**Enunciado del problema**:
Repite todas las líneas siguientes sin cambiar nada.

**Información proporcionada**:
------------------------

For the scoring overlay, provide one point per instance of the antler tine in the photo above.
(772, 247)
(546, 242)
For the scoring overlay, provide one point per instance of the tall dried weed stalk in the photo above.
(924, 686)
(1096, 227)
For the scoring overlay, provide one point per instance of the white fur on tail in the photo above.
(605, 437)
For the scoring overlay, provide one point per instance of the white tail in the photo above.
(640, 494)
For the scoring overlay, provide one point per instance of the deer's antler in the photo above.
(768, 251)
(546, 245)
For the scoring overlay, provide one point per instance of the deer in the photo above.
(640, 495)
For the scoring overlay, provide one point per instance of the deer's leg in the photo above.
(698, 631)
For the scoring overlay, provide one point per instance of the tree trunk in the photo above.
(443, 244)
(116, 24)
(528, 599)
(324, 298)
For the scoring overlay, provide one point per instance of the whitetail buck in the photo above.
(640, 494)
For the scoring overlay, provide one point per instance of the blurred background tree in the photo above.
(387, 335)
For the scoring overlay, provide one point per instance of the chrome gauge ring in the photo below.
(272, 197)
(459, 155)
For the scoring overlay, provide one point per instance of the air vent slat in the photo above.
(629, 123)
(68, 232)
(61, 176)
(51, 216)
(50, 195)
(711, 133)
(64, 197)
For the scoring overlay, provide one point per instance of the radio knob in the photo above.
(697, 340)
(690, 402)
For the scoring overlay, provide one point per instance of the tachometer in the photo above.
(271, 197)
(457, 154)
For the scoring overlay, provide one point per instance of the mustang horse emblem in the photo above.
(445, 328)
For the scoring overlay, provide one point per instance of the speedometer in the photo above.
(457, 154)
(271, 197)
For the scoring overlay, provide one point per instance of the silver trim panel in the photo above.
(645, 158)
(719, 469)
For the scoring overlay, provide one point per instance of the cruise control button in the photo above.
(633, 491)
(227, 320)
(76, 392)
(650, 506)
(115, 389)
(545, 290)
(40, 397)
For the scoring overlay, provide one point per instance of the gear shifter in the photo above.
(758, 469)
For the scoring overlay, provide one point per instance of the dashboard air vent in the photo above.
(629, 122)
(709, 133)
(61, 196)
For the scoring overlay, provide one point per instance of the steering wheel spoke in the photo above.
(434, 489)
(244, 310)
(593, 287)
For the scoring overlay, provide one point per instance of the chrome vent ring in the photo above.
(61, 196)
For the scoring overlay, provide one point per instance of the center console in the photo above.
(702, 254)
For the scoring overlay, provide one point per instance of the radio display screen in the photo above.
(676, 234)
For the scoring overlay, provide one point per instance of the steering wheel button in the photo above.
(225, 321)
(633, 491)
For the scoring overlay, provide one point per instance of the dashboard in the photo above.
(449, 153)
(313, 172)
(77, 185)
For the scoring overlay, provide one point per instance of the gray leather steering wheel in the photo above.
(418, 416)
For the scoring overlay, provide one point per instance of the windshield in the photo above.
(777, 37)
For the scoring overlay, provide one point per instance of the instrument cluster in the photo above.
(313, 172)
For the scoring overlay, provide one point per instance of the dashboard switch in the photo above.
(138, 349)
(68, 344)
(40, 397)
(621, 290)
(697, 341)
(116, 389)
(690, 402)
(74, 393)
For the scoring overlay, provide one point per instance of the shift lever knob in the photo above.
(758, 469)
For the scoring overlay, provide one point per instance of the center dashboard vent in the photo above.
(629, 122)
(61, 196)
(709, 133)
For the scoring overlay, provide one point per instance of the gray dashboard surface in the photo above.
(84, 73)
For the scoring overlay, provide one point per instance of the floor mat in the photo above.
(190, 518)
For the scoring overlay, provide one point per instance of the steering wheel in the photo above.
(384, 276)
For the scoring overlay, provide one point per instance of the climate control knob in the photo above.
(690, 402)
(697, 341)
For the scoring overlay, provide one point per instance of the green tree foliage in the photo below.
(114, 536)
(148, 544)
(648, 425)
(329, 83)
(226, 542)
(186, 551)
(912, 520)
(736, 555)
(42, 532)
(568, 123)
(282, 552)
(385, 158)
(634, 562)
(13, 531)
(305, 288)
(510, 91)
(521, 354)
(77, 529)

------------------------

**Respuesta al problema**:
For the scoring overlay, provide one point per instance of the antler tine in the photo above.
(772, 247)
(546, 242)
For the scoring overlay, provide one point per instance of the tall dried weed stalk in the photo above.
(924, 686)
(1096, 227)
For the scoring overlay, provide one point per instance of the white fur on tail in the photo above.
(605, 437)
For the scoring overlay, provide one point per instance of the white tail in the photo above.
(640, 494)
For the scoring overlay, provide one point per instance of the deer's antler in the photo above.
(768, 251)
(546, 245)
For the scoring overlay, provide one point per instance of the deer in the photo above.
(640, 495)
For the scoring overlay, provide one point per instance of the deer's leg in the photo above.
(698, 631)
For the scoring overlay, provide one point per instance of the tree trunk in the photo above.
(443, 244)
(116, 24)
(528, 599)
(324, 298)
For the scoring overlay, provide one point per instance of the whitetail buck in the photo above.
(640, 494)
For the scoring overlay, provide one point per instance of the blurred background tree in the photo above.
(387, 335)
For the scoring overlay, provide one point per instance of the chrome gauge ring in the photo below.
(272, 197)
(459, 155)
For the scoring overlay, provide one point per instance of the air vent slat in the photo above.
(629, 123)
(68, 232)
(61, 176)
(51, 216)
(50, 195)
(711, 133)
(64, 197)
For the scoring overlay, provide one point per instance of the radio knob in the photo above.
(697, 340)
(690, 402)
For the scoring overlay, provide one point per instance of the tachometer in the photo above.
(271, 197)
(457, 154)
For the scoring overlay, provide one point per instance of the mustang horse emblem in the photo above.
(445, 328)
For the scoring overlay, provide one point per instance of the speedometer in the photo above.
(457, 154)
(271, 197)
For the scoring overlay, provide one point per instance of the silver trim panel in the photo above.
(645, 158)
(719, 469)
For the scoring overlay, provide one point per instance of the cruise control button in the photo above.
(633, 491)
(227, 320)
(76, 392)
(650, 506)
(115, 389)
(545, 290)
(40, 397)
For the scoring overlay, provide one point per instance of the gear shifter in the photo above.
(758, 469)
For the scoring overlay, provide one point per instance of the dashboard air vent in the photo above.
(629, 122)
(709, 133)
(61, 196)
For the scoring overlay, provide one point per instance of the steering wheel spoke in the photo above.
(434, 489)
(244, 310)
(593, 287)
For the scoring overlay, provide one point per instance of the chrome vent ring in the photo above.
(61, 196)
For the scoring overlay, provide one point per instance of the center console in the photo above.
(702, 254)
For the scoring overlay, provide one point per instance of the radio display screen in the photo above.
(676, 234)
For the scoring overlay, provide one point per instance of the steering wheel button in the photo above.
(225, 321)
(633, 491)
For the scoring overlay, provide one point per instance of the dashboard in the photo above.
(449, 153)
(313, 172)
(77, 185)
For the scoring overlay, provide one point per instance of the gray leather steering wheel in the photo above.
(418, 416)
For the scoring overlay, provide one point per instance of the windshield in the photo above.
(777, 37)
For the scoring overlay, provide one point per instance of the instrument cluster in the photo above.
(313, 172)
For the scoring overlay, provide one point per instance of the dashboard switch in the photo above.
(138, 349)
(68, 344)
(40, 397)
(621, 290)
(697, 341)
(116, 389)
(690, 402)
(74, 393)
For the scoring overlay, provide one point per instance of the shift lever knob in the photo above.
(758, 469)
For the scoring overlay, provide one point per instance of the center dashboard vent in the photo above.
(629, 122)
(61, 196)
(709, 133)
For the scoring overlay, provide one point per instance of the gray dashboard surface in the photo above.
(84, 73)
For the scoring overlay, provide one point per instance of the floor mat in the photo above.
(190, 518)
For the scoring overlay, provide one point per instance of the steering wheel in the photo above.
(384, 276)
For the scoring overlay, provide one point per instance of the climate control knob in the photo above.
(690, 402)
(697, 341)
For the scoring overlay, provide one point per instance of the green tree foliage in the photo below.
(114, 536)
(148, 544)
(648, 425)
(329, 83)
(226, 542)
(186, 551)
(912, 520)
(736, 555)
(42, 532)
(568, 123)
(282, 552)
(385, 158)
(634, 562)
(13, 531)
(305, 288)
(510, 91)
(521, 354)
(77, 529)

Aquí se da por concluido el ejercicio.